*** Opening of MATERIAL FOR THE TASK ***

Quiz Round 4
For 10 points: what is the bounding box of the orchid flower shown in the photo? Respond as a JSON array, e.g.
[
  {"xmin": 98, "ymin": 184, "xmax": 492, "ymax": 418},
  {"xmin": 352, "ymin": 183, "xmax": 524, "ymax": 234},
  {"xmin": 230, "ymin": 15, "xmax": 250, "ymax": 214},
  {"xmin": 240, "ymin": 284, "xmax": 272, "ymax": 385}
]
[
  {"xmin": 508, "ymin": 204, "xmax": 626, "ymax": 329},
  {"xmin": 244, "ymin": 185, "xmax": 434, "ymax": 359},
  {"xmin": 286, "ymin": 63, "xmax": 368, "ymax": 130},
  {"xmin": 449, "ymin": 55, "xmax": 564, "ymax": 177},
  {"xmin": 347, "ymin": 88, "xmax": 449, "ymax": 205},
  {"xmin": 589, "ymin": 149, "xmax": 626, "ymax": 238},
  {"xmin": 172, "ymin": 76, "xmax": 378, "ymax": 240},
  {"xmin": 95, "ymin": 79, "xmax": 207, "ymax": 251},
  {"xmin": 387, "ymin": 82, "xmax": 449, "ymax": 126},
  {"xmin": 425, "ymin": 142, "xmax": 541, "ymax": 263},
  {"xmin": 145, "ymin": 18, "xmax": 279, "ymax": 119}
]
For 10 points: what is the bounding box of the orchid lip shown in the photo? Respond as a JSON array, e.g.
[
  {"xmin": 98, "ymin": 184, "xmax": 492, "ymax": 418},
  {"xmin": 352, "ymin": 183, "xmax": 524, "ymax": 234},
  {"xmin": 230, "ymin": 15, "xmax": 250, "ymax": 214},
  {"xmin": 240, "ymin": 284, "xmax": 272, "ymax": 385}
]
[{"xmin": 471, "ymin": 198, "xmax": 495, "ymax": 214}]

*** Close of MATERIAL FOR THE TASK ***

▶ ACTIVITY
The records above need to be written out again. Keep them exact.

▶ RESPONSE AREA
Quiz Round 4
For 10 points: what is the bounding box of the orchid flower shown in the photo? Respond as a JSON array, e.g.
[
  {"xmin": 98, "ymin": 184, "xmax": 492, "ymax": 418},
  {"xmin": 352, "ymin": 183, "xmax": 524, "ymax": 234},
  {"xmin": 230, "ymin": 15, "xmax": 250, "ymax": 214},
  {"xmin": 240, "ymin": 284, "xmax": 272, "ymax": 385}
]
[
  {"xmin": 508, "ymin": 204, "xmax": 626, "ymax": 329},
  {"xmin": 244, "ymin": 185, "xmax": 434, "ymax": 359},
  {"xmin": 286, "ymin": 63, "xmax": 368, "ymax": 130},
  {"xmin": 449, "ymin": 55, "xmax": 564, "ymax": 177},
  {"xmin": 347, "ymin": 88, "xmax": 449, "ymax": 205},
  {"xmin": 589, "ymin": 149, "xmax": 626, "ymax": 238},
  {"xmin": 172, "ymin": 76, "xmax": 378, "ymax": 240},
  {"xmin": 95, "ymin": 79, "xmax": 207, "ymax": 251},
  {"xmin": 387, "ymin": 82, "xmax": 449, "ymax": 126},
  {"xmin": 425, "ymin": 142, "xmax": 541, "ymax": 263},
  {"xmin": 145, "ymin": 18, "xmax": 279, "ymax": 119}
]
For 10 points: what is the bounding box of the orchid lip shown in the photo? Respond as a JSON array, e.g.
[
  {"xmin": 98, "ymin": 184, "xmax": 492, "ymax": 418},
  {"xmin": 352, "ymin": 183, "xmax": 524, "ymax": 234},
  {"xmin": 230, "ymin": 15, "xmax": 250, "ymax": 214},
  {"xmin": 240, "ymin": 284, "xmax": 272, "ymax": 385}
]
[{"xmin": 471, "ymin": 198, "xmax": 495, "ymax": 214}]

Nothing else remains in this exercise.